■ **DATASET ENTRIES**
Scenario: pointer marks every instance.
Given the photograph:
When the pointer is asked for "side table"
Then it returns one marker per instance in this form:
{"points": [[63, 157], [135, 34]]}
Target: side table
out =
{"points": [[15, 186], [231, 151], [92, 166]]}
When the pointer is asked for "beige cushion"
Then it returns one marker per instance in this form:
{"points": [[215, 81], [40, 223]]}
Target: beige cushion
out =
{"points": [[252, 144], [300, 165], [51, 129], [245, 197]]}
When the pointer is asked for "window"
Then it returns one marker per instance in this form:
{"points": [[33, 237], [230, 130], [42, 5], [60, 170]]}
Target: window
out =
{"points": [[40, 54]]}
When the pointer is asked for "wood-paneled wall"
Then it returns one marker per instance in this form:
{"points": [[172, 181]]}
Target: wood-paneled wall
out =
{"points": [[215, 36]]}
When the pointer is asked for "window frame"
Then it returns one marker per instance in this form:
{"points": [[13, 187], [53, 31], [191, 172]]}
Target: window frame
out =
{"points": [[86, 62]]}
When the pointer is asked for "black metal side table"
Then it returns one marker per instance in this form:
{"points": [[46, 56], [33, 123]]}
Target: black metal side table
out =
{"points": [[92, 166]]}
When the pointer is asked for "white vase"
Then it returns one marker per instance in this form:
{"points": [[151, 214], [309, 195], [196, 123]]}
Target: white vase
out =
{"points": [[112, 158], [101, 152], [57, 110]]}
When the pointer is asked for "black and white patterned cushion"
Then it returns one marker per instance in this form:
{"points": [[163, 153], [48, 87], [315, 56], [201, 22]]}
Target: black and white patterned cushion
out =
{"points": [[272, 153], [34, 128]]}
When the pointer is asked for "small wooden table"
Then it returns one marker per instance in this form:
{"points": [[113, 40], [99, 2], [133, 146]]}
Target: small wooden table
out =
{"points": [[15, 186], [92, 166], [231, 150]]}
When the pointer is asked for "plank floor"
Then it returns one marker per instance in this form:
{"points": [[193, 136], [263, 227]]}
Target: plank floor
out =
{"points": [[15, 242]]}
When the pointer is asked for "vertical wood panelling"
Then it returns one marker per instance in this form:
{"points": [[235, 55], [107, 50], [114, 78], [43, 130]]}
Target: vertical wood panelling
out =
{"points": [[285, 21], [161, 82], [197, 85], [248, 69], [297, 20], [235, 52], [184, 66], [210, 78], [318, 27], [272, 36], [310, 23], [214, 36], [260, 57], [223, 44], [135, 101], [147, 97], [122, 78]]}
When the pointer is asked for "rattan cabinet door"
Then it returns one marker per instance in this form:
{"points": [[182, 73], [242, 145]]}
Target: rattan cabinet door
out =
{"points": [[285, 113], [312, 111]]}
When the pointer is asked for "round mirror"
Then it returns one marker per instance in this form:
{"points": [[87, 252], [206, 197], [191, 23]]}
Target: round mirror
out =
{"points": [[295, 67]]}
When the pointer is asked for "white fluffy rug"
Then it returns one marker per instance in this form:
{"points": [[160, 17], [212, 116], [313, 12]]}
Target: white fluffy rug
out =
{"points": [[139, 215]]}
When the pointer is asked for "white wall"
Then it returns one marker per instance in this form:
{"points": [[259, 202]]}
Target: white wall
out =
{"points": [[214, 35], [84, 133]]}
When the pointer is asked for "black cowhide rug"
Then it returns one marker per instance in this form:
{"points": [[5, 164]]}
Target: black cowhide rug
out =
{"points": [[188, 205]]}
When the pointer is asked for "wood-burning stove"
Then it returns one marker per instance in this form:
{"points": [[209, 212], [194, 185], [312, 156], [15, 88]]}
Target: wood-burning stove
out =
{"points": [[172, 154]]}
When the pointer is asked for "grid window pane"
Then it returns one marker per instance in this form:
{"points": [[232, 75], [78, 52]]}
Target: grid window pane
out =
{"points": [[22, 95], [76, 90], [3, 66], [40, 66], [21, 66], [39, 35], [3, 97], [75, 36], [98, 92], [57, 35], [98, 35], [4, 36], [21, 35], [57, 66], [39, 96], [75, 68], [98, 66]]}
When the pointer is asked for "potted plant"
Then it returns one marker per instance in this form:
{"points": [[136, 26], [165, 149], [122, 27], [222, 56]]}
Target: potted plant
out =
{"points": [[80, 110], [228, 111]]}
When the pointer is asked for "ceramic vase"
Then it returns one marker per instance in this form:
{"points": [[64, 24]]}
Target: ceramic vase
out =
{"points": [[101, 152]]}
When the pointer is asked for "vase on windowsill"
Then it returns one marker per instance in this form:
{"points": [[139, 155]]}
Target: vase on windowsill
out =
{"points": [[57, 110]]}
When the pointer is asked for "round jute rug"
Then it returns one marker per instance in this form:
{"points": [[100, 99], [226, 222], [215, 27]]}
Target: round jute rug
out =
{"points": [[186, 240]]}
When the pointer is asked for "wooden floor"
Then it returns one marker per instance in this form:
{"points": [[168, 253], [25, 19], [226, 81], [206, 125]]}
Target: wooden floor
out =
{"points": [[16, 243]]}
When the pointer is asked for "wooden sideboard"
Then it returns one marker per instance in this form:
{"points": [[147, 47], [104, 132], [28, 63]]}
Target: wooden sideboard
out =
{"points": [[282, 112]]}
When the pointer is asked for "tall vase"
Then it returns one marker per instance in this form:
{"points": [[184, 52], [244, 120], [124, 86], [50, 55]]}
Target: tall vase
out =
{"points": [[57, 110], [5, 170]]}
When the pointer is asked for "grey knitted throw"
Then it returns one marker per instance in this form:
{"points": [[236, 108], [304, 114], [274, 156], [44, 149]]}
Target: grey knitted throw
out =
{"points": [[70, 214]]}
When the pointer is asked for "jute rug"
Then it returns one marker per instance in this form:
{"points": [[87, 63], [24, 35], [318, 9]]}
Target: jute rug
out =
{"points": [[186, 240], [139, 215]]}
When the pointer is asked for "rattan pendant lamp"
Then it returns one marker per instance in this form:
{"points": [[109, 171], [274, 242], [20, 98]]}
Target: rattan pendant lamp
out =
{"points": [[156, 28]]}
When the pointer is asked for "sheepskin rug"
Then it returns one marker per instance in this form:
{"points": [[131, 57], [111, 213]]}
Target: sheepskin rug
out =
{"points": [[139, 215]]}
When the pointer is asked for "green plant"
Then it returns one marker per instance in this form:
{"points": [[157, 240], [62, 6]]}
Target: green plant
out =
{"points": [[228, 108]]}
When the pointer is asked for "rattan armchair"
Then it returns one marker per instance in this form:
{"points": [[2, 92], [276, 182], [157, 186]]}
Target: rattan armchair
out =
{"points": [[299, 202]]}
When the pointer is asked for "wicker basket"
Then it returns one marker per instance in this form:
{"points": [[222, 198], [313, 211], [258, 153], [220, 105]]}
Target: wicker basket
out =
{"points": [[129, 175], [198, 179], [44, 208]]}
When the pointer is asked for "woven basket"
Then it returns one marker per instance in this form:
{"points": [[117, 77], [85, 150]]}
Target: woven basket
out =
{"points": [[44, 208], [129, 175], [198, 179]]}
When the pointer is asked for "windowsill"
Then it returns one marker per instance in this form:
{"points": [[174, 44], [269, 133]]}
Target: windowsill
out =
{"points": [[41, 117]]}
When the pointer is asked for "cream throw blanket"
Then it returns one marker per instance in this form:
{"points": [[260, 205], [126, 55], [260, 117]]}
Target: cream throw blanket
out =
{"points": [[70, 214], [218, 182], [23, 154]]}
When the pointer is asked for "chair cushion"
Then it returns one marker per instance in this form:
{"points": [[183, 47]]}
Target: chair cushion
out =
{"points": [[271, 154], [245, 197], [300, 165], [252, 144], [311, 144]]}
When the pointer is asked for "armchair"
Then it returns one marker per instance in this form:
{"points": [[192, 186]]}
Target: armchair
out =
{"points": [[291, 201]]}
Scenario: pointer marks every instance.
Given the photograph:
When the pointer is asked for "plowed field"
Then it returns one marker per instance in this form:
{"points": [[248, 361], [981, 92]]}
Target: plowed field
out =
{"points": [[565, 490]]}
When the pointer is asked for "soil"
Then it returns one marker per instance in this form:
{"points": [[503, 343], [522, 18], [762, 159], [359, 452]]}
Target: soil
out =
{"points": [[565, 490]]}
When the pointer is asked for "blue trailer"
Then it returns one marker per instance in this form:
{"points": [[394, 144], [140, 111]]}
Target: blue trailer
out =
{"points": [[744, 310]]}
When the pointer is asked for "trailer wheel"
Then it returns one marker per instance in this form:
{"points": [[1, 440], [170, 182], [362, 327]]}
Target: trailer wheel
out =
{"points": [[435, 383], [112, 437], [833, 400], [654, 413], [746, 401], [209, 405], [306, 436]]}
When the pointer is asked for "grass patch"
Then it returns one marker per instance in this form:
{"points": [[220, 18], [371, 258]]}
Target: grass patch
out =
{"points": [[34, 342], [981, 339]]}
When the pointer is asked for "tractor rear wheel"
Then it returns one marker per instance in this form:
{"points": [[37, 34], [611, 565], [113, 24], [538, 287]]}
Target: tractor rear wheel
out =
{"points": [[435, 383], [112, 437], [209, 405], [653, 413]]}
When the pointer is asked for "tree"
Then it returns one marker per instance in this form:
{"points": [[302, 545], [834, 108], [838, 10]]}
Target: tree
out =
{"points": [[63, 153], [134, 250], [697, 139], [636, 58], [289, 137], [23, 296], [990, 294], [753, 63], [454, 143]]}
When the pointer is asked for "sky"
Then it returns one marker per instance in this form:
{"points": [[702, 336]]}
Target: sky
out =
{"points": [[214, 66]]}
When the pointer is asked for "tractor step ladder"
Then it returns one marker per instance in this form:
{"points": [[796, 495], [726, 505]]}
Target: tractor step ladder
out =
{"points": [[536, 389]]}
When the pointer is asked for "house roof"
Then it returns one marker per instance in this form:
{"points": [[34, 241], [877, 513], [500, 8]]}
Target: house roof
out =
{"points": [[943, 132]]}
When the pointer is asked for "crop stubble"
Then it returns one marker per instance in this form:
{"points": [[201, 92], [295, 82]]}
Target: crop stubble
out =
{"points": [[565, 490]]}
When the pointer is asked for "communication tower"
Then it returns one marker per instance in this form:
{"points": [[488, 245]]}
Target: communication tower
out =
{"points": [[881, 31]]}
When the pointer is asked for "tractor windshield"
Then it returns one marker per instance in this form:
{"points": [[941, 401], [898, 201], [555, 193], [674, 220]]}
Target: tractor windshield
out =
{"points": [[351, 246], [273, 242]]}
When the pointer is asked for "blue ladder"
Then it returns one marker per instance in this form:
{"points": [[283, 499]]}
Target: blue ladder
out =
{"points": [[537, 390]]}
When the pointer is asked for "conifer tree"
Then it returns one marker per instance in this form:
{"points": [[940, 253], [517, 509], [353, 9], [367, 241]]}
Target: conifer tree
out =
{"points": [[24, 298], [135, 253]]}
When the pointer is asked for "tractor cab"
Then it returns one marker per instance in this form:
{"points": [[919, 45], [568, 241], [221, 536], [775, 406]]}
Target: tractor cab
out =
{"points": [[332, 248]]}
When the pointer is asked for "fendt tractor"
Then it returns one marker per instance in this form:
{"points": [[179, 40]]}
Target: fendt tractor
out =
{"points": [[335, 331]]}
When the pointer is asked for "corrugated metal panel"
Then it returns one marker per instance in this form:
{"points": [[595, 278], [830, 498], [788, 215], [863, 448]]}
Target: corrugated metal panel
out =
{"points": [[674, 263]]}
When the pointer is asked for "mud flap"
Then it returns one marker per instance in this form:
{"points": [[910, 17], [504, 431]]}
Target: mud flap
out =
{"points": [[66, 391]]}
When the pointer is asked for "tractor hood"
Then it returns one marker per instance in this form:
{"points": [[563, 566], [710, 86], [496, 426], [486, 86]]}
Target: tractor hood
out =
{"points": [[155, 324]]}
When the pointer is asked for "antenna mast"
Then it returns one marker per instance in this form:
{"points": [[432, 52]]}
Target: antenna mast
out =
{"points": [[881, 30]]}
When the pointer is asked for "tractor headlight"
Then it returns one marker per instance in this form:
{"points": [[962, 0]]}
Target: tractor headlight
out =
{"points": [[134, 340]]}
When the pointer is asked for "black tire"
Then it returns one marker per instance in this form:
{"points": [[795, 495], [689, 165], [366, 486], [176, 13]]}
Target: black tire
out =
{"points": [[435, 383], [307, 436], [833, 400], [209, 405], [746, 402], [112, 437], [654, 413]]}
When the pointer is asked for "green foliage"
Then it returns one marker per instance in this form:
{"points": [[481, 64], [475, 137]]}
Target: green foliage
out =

■ **EXERCISE GOAL**
How many lines in the entries above contain the string "roof"? Reply with the number alone.

■ **RESPONSE**
2